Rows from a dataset
+--

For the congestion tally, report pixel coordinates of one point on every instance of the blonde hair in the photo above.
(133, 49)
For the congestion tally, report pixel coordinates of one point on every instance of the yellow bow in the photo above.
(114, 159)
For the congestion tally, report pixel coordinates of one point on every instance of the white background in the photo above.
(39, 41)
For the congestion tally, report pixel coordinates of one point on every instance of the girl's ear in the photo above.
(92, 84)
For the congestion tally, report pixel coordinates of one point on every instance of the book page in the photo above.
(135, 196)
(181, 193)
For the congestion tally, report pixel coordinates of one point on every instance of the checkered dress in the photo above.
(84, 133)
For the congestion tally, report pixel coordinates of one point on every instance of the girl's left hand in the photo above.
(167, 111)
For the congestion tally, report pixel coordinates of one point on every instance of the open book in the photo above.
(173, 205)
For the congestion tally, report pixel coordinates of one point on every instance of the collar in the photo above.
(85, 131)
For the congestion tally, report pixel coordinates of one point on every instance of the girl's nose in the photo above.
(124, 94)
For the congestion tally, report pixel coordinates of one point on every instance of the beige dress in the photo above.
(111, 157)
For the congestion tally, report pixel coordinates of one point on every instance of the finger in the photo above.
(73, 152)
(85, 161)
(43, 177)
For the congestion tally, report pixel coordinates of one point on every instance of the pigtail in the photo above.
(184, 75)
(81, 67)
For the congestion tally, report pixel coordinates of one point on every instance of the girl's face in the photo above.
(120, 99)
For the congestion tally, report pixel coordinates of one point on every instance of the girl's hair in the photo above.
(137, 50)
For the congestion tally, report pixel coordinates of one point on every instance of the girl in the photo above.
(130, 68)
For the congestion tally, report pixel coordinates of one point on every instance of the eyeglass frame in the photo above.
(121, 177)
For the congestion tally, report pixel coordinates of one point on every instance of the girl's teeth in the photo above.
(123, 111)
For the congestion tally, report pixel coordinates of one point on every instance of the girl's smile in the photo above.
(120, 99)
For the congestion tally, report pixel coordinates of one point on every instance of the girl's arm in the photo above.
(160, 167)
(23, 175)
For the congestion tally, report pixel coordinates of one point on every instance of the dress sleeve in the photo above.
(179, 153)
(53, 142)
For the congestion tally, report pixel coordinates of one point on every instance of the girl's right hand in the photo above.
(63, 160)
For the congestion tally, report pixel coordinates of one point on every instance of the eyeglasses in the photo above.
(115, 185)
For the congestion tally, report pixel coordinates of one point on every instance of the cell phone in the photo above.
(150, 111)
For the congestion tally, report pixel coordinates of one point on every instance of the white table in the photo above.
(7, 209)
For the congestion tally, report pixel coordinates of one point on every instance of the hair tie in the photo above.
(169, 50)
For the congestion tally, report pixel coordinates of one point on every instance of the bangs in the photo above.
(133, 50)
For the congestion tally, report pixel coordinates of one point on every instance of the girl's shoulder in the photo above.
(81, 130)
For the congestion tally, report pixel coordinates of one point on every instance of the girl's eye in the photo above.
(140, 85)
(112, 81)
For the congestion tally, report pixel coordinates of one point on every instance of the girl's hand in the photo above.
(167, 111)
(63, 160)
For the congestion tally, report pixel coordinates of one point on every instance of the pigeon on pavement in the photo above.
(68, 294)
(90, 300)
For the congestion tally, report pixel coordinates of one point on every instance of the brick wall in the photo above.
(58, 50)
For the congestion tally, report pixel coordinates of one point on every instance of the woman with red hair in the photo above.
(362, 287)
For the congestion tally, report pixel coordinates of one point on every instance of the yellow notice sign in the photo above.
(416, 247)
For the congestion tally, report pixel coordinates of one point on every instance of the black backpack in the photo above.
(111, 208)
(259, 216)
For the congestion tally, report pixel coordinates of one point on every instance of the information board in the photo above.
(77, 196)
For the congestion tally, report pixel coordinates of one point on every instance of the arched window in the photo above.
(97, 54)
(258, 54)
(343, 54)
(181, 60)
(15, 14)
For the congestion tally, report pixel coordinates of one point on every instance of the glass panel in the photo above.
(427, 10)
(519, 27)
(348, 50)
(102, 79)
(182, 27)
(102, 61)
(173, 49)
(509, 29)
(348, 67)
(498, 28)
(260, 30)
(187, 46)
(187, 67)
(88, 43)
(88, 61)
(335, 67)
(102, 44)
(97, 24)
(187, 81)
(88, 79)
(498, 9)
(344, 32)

+--

Can you reproduce the data above with every "congestion tally" replaced by "crowd count" and nothing else changed?

▶ Answer to the exercise
For the crowd count, report pixel coordinates of one point on every instance of the blonde hair in the photo above.
(133, 49)
For the crowd count, report pixel coordinates of one point on every instance of the yellow bow in the photo above.
(114, 159)
For the crowd count, report pixel coordinates of one point on every instance of the white background in the photo above.
(39, 41)
For the crowd count, report pixel coordinates of one point on every instance of the girl's ear in the photo above.
(92, 84)
For the crowd count, report pixel coordinates of one point on every instance of the book page in the photo above.
(135, 196)
(181, 193)
For the crowd count, report pixel coordinates of one point on every instance of the checkered dress in the photo above.
(84, 133)
For the crowd count, report pixel coordinates of one point on every instance of the girl's left hand in the photo above.
(167, 111)
For the crowd count, report pixel coordinates of one point on every instance of the open book in the photo above.
(173, 205)
For the crowd count, report pixel coordinates of one point on every instance of the collar in the photo above.
(85, 131)
For the crowd count, report pixel coordinates of one point on every instance of the girl's nose in the photo above.
(124, 94)
For the crowd count, report pixel coordinates of one point on every instance of the beige dress in the photo above.
(111, 157)
For the crowd count, report pixel coordinates of one point on every instance of the finger in the photo above.
(73, 152)
(85, 161)
(43, 177)
For the crowd count, report pixel coordinates of one point on every instance of the pigtail in the photo above.
(184, 75)
(81, 67)
For the crowd count, report pixel coordinates of one point on every instance of the girl's face in the photo above.
(120, 99)
For the crowd count, report pixel coordinates of one point on every instance of the girl's hair in the photo above.
(137, 50)
For the crowd count, report pixel coordinates of one point on every instance of the girl in the photo above.
(130, 68)
For the crowd count, report pixel coordinates of one point on every instance of the eyeglass frame in the photo above.
(121, 177)
For the crowd count, report pixel coordinates of one point on every instance of the girl's teeth in the photo above.
(123, 111)
For the crowd count, report pixel coordinates of one point on every instance of the girl's smile in the photo above.
(120, 99)
For the crowd count, report pixel coordinates of one point on every instance of the girl's arm in the photo above.
(160, 167)
(23, 175)
For the crowd count, report pixel coordinates of one point on every instance of the dress sleeve in the photo above.
(179, 153)
(53, 142)
For the crowd count, report pixel coordinates of one point on every instance of the girl's right hand in the photo above.
(63, 160)
For the crowd count, report pixel coordinates of one point on every instance of the eyeglasses in the photo above.
(115, 185)
For the crowd count, report pixel coordinates of one point on every instance of the cell phone in the photo above.
(150, 111)
For the crowd count, report pixel coordinates of one point on every instance of the white table in the photo above.
(7, 209)
For the crowd count, report pixel coordinates of one point on every instance of the hair tie in the photo above.
(169, 50)
For the crowd count, report pixel coordinates of one point on every instance of the bangs in the photo above.
(133, 50)
For the crowd count, report pixel coordinates of one point on every instance of the girl's shoulder in the photo above.
(81, 130)
For the crowd count, report pixel coordinates of one point on every instance of the girl's eye in the photo above.
(140, 85)
(112, 81)
For the crowd count, report pixel coordinates of one point on every instance of the girl's hand in the photo above.
(167, 111)
(63, 160)
For the crowd count, report pixel coordinates of one point on every instance of the pigeon on pavement in the photo above.
(68, 294)
(90, 300)
For the crowd count, report pixel coordinates of one point on every instance of the brick wall in the photo above.
(58, 50)
For the crowd count, report pixel coordinates of one point on every instance of the woman with red hair in the photo above.
(362, 287)
For the crowd count, report pixel coordinates of one point on every instance of the yellow notice sign in the photo above.
(416, 247)
For the crowd count, report pixel coordinates of one point on every instance of the black backpack in the photo above.
(111, 208)
(259, 216)
For the crowd count, report pixel coordinates of one point on every instance of the information board in the photo above.
(77, 196)
For the crowd count, report pixel coordinates of one point on every instance of the arched window in the photo above.
(97, 54)
(258, 54)
(343, 54)
(181, 60)
(15, 14)
For the crowd count, report pixel coordinates of one point on every instance of the glass panel in the photo above.
(427, 10)
(519, 27)
(348, 50)
(102, 79)
(182, 27)
(102, 61)
(173, 49)
(509, 29)
(348, 67)
(498, 28)
(260, 30)
(187, 46)
(187, 67)
(88, 43)
(88, 61)
(335, 67)
(102, 44)
(97, 24)
(187, 81)
(88, 79)
(498, 9)
(344, 32)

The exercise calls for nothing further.